Why am I doing this?
- Read Her Diary
- Sep 4, 2024
- 3 min read

Disclaimer: This will be the only post that breaks from the diary format. Before diving into the personal entries of my real life, I wanted to explain why I’ve created this website and what you can expect. Every post from here on out will be raw, unfiltered, and told as if you’ve stumbled upon my private journal. Welcome to my story.
Why am I doing this? Writing my real-life actual diary online for the entire world to see. What's wrong with me? Why can't I be "normal" and keep this private? Any normal personal would just write this down in an actual physical journal. Or perhaps, if they're like me and get the slightest hand cramp after 3 minutes of writing, they'd just open up a Google or Word Doc on their computer and type away. I guess I could also just write in my Notes app on my phone. Especially since I'm constantly on my phone. About 7 hours a day according to my screen time stats. But I'm not normal....Obviously. So, here we are.
Don't get me wrong. I've been a journal gal all my life. Up until high school, I suppose. My closet is stacked with about 6 journals that I dare not open. Reading old diary entries is like listening to your voice on a recording. It's weird, cringy, awkward, funny, sad, etc. I will admit that this time around I tried to do this the old fashion way...I spent $28.72 on Amazon on a journal that I was sure to write in. My hand cramped after a few minutes and I felt like I was masking in my own personal journal. It was weird. Here's what I wrote,
"I wanted to start writing in a journal again because I feel like life is passing by so quickly, my memory hasn't been the best, and I hope one of my kids or future great grandchildren will enjoy this. haha. All I'm saying is how cool would it be for me if I had my great grandma's journal? Pretty cool! Today I'm working from home. However, I'm part of a Fantasy Football League that's currently having it's draft. So that's running in the background of my computer. I work for ______ as their ______. It's a fun yet stressful job."
What the actual heck...I mean I'm not lying. It would be super juicy to read my grand grandmother's journal. My memory hasn't been the best lately...and life is passing by quickly. However, I wasn't being my true authentic self. I was writing the journal as if someone was reading over my shoulder. Plus, my hand cramp was making me not want to write everything down. I hate to admit this but I was going to start highlighting items just to shorten the amount of words I'd have to write. haha!
I know it's backwards thinking but I'm basically doing the opposite with this online diary/journal. I'm going to write as if no one will ever read it. Actually, maybe no one will ever ready this. Which is fine by me. Besides, I'm not sure how popular the Google Search term, "secret online diary" is. Lol...I'm actually hoping it's not a very popular search term. I'm considering this a sort of therapeutic diary and I'm doing this for myself. I have no intention of hurting anyone's feelings and by remaining anonymous, I won't feel pressured to write this, "the right way". I can be my true self. I'm hoping this will allow me to document my life, the good, the bad, the amazing, the heartbreaking etc... Added bonus if this somehow helps me heal from my past traumas. Haha jk jk.
I sincerely apologize in advance for my scatter-brain thoughts and grammatical errors.

# [DATA PROVIDED]
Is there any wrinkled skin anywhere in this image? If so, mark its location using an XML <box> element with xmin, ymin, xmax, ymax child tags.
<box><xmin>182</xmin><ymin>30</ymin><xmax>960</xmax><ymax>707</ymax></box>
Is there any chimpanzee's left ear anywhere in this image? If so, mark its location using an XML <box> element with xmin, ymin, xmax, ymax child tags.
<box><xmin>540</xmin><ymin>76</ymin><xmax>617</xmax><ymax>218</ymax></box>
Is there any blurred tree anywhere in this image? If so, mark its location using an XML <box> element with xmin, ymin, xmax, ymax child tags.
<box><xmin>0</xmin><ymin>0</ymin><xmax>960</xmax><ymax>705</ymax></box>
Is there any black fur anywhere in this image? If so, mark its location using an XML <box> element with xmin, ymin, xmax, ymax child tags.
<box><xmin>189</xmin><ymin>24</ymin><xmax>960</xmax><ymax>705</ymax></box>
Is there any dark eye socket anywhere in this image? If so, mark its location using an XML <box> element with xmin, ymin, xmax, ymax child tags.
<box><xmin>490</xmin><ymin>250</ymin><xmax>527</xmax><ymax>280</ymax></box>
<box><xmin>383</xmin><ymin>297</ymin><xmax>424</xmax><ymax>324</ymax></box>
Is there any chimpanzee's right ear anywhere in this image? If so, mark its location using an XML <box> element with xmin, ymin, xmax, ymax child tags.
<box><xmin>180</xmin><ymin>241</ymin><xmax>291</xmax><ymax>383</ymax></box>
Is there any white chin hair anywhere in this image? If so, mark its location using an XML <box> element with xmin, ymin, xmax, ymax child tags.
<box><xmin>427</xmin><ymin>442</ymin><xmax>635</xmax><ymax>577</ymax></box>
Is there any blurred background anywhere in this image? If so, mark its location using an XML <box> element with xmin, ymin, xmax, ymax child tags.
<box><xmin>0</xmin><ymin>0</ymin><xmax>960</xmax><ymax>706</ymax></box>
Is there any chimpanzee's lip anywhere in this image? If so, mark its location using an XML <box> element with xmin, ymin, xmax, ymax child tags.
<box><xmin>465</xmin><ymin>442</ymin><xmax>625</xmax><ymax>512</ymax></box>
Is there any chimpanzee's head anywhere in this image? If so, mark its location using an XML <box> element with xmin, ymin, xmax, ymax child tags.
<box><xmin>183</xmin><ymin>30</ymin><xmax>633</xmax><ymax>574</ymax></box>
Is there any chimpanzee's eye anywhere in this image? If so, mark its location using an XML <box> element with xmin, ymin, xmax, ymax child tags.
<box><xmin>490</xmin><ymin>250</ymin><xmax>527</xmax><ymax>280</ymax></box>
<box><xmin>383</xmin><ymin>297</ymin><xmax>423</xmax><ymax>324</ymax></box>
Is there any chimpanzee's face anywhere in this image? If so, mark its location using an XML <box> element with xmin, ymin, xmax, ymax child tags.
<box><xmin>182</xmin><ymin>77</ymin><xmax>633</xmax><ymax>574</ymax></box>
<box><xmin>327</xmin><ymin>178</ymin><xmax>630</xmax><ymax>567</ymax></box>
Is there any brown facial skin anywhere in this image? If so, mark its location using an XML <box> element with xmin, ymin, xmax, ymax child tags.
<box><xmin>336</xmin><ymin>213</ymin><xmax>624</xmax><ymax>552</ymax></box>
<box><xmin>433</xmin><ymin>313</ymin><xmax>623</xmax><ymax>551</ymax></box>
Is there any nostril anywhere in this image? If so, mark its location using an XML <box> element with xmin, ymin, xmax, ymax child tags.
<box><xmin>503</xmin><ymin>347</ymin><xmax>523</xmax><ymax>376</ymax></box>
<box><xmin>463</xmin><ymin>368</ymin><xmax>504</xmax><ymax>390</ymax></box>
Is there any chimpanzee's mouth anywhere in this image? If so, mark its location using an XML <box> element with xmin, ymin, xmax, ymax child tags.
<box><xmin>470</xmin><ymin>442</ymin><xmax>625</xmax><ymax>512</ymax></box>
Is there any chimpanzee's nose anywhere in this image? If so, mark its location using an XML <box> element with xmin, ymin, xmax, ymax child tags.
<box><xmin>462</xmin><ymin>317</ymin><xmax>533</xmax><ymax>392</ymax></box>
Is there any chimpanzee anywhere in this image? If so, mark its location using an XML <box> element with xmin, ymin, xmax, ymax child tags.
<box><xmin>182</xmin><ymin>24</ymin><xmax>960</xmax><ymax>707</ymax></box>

# [WHAT TO WORK ON]
Copy the part of the online diary post above from "What the actual" to "to write. haha!", word for word.

# [FINISHED EXERCISE]
What the actual heck...I mean I'm not lying. It would be super juicy to read my grand grandmother's journal. My memory hasn't been the best lately...and life is passing by quickly. However, I wasn't being my true authentic self. I was writing the journal as if someone was reading over my shoulder. Plus, my hand cramp was making me not want to write everything down. I hate to admit this but I was going to start highlighting items just to shorten the amount of words I'd have to write. haha!